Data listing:
<<<<

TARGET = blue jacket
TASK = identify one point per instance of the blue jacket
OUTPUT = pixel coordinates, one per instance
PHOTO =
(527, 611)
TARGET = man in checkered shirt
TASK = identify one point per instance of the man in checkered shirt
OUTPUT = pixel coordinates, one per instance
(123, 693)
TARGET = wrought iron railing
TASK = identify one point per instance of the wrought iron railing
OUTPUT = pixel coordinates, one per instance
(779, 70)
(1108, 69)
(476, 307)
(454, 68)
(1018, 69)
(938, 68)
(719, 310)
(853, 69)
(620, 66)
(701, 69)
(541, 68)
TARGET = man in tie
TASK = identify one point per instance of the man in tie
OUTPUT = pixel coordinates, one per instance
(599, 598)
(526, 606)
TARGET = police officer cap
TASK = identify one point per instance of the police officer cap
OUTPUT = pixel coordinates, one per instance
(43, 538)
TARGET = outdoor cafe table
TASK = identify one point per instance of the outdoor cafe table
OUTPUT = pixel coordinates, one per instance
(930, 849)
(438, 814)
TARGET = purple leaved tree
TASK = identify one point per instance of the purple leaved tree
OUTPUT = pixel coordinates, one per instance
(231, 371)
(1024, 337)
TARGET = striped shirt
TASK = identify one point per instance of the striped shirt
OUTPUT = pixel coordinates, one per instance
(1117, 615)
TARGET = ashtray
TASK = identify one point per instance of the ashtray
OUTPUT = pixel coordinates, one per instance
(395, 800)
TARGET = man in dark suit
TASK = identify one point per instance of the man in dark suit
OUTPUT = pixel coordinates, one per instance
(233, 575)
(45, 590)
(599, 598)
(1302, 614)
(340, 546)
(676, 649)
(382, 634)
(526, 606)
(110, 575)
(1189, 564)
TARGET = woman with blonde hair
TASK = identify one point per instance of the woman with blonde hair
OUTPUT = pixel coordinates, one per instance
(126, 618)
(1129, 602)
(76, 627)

>>>>

WHAT YOU ARE ASKED TO DO >> Return all lines of the data above unchanged.

ANSWER FOR THIS EXERCISE >>
TARGET = blue jacket
TASK = identify one point per instance of the blue jacket
OUTPUT = pixel coordinates, one per instance
PHOTO =
(527, 611)
TARGET = man in checkered shirt
TASK = identify one point per instance of the man in checkered shirt
OUTPUT = pixel coordinates, one per instance
(123, 693)
TARGET = wrought iron railing
TASK = identify one point per instance of the wrought iron railing
OUTPUT = pixel coordinates, one per instance
(779, 70)
(1108, 69)
(476, 307)
(454, 68)
(1018, 69)
(938, 68)
(719, 310)
(853, 69)
(620, 66)
(701, 69)
(541, 68)
TARGET = man in tie
TASK = identify one point per instance of the man in tie
OUTPUT = pixel coordinates, one per instance
(599, 598)
(526, 606)
TARGET = police officer cap
TASK = identify one point per instance of the police officer cap
OUTPUT = pixel coordinates, one per instance
(43, 538)
TARGET = outdoor cafe table
TASK = identify one point per instance of the outdoor cafe table
OUTPUT = pixel coordinates, one per instance
(930, 849)
(438, 814)
TARGET = purple leaved tree
TASK = identify one point per instance of the purple leaved tree
OUTPUT = pixel coordinates, one per instance
(231, 371)
(1024, 337)
TARGET = striped shirt
TASK = identify one point per instance of the striped shirt
OUTPUT = pixel coordinates, one per instance
(1117, 615)
TARGET = ashtray
TASK = identify one point per instance of the ashtray
OUTPUT = pixel coordinates, one per instance
(395, 800)
TARGET = man in dark suit
TASK = identify one point per instance of the man in dark suit
OUTPUT = pixel coordinates, one per instance
(233, 575)
(45, 590)
(599, 598)
(1302, 614)
(340, 546)
(676, 649)
(382, 634)
(526, 606)
(110, 575)
(1189, 564)
TARGET = woman with blonde hair
TASK = identify one point per instance of the woman with blonde hair
OUTPUT = pixel coordinates, one per instance
(126, 618)
(1129, 602)
(76, 627)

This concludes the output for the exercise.